- Assigned task
Would you copy all lines in the data that contain the word "find"?
[Given records Boundary: Start]
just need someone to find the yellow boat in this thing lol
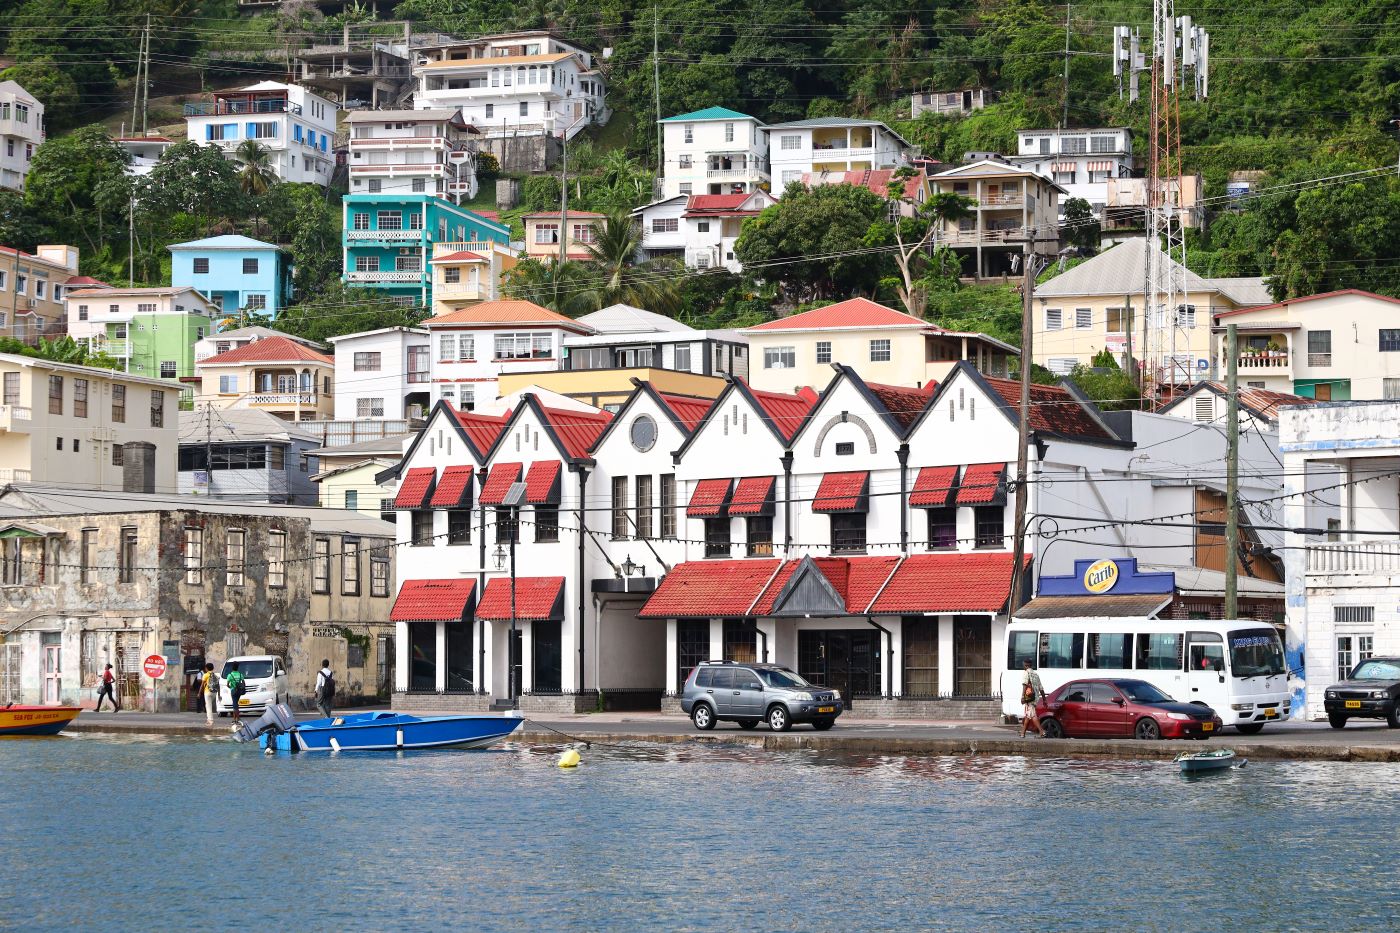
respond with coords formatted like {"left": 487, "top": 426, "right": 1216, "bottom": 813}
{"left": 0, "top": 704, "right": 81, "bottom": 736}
[Given records Boundary: End]
[Given records Boundary: Start]
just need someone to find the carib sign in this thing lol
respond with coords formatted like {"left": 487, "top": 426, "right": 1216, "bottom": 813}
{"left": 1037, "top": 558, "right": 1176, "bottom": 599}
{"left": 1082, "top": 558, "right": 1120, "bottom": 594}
[Given records Boundary: End]
- The answer
just need someone to find the yellow boat in this thing lol
just need someone to find the carib sign in this thing lol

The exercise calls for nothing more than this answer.